> **Entries shown**
╭──

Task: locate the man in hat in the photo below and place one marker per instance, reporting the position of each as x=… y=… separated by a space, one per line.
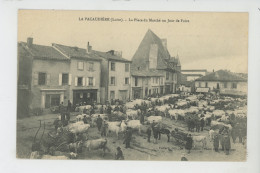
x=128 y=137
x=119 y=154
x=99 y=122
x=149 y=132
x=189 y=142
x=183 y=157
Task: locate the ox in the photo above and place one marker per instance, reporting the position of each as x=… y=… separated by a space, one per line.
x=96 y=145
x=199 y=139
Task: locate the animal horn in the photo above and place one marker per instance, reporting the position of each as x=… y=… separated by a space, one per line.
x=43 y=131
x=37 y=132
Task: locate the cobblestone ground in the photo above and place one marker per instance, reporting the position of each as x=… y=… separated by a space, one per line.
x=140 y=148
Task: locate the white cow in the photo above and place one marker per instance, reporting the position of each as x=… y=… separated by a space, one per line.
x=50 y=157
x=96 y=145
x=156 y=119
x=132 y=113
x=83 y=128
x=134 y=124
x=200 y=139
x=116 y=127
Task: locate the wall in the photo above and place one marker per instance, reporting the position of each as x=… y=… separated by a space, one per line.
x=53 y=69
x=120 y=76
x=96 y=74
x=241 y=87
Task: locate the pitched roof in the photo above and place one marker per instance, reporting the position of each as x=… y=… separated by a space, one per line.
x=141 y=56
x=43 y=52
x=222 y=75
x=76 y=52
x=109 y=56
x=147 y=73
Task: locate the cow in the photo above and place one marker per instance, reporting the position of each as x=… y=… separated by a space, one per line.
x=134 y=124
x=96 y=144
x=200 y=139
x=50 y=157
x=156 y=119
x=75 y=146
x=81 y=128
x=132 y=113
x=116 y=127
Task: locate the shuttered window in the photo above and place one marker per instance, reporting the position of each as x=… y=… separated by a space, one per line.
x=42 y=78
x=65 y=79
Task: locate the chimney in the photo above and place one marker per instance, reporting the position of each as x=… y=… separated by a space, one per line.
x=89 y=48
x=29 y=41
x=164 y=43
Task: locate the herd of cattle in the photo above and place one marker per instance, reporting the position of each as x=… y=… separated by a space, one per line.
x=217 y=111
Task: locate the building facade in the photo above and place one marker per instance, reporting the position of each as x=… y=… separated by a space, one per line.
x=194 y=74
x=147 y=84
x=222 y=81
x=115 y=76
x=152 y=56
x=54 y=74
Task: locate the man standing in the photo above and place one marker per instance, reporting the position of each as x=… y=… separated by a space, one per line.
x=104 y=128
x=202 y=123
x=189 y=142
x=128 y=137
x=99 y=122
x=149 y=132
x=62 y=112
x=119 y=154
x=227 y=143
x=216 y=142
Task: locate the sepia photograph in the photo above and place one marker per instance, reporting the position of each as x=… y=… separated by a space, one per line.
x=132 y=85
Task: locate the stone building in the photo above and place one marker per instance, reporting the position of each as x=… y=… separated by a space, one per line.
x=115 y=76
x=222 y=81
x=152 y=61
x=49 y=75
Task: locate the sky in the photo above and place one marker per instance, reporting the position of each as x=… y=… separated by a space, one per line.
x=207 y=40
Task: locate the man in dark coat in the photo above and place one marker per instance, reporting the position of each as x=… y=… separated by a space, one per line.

╰──

> **About this task**
Leaving every picture out, repeat each line of the material exactly.

> **Exercise result**
Task: locate the man in hat in the photo below and place one marker per instance, reporting the position of each as x=… y=… separated by a space, one per line.
x=128 y=137
x=119 y=154
x=99 y=122
x=149 y=132
x=189 y=142
x=183 y=157
Task: locate the ox in the photo above and place one marker per instance, reporting the position of each as x=… y=… separated by a space, one per line.
x=96 y=145
x=199 y=139
Task: locate the animal horn in the photo above and place one marker per instance, reporting the position of each as x=… y=… separated by a space, one per line.
x=43 y=131
x=37 y=132
Task: locate the cobblestone ground in the photo above and place one marker per instance, reporting the position of each as x=… y=… separated by a space, one per line.
x=140 y=148
Task: locate the white cow in the photo above and place one marker per instance, reporting the position of each as x=… y=… separated by a space, one per line.
x=50 y=157
x=96 y=145
x=156 y=119
x=132 y=113
x=83 y=128
x=134 y=124
x=200 y=139
x=116 y=127
Task: locate the wall in the photo above and place one marker per instance, reporting the position of each as x=… y=… separated by a space, one per line.
x=53 y=69
x=120 y=76
x=96 y=74
x=241 y=87
Task: locate the pitched roof in the photo above and place one marker per instance, reporting the position of each as x=… y=… separated by a space, one per line.
x=141 y=56
x=43 y=52
x=222 y=75
x=76 y=52
x=109 y=56
x=147 y=73
Task: locate the cow in the photo above and place one marker per instance, reporting the position of each as x=… y=… separated by a space, one per line.
x=134 y=124
x=96 y=144
x=200 y=139
x=50 y=157
x=156 y=119
x=75 y=146
x=81 y=128
x=132 y=113
x=116 y=127
Task: locate the shuttered window in the photo above and place one marker per instance, reporting the position of each as x=… y=… separated by a space, one per line.
x=42 y=78
x=65 y=79
Task: locate the chimney in the photo above and place one marker per instance, reporting the position of each as x=… y=… separated by a space, one per line.
x=89 y=48
x=29 y=41
x=164 y=43
Task: locate the herd of cattle in the photo above and place one marker per instance, reporting the position of each as x=… y=… separated by a space, one per line.
x=217 y=111
Task: locate the building facade in the photo above and place one marker per instance, reporting the position of each as x=… y=… separated by a space, one per line.
x=194 y=74
x=147 y=84
x=222 y=81
x=115 y=76
x=152 y=56
x=54 y=74
Task: locate the man standing in the photo above and place one marker per instance, reporting the position of each as x=… y=… separated by a space, one per line.
x=104 y=128
x=202 y=123
x=189 y=142
x=128 y=137
x=99 y=122
x=149 y=132
x=62 y=112
x=119 y=154
x=227 y=143
x=216 y=142
Task: locate the sepia photograph in the photo above and place one marker per instance, reporting the position of each as x=… y=… separated by a space, one per line.
x=132 y=85
Task: locate the stone building in the photo above and place one marker per instance, reporting the position of each as x=… y=… separated by a space, one per line.
x=115 y=76
x=222 y=81
x=152 y=61
x=49 y=75
Task: locate the sky in the photo above and place one marker per instance, reporting the position of each as x=… y=… separated by a space, one per line.
x=207 y=40
Task: locate the man in dark coat in the photo above and place one marker per instance, reporting the position of each as x=… y=… separated by a space, one per line.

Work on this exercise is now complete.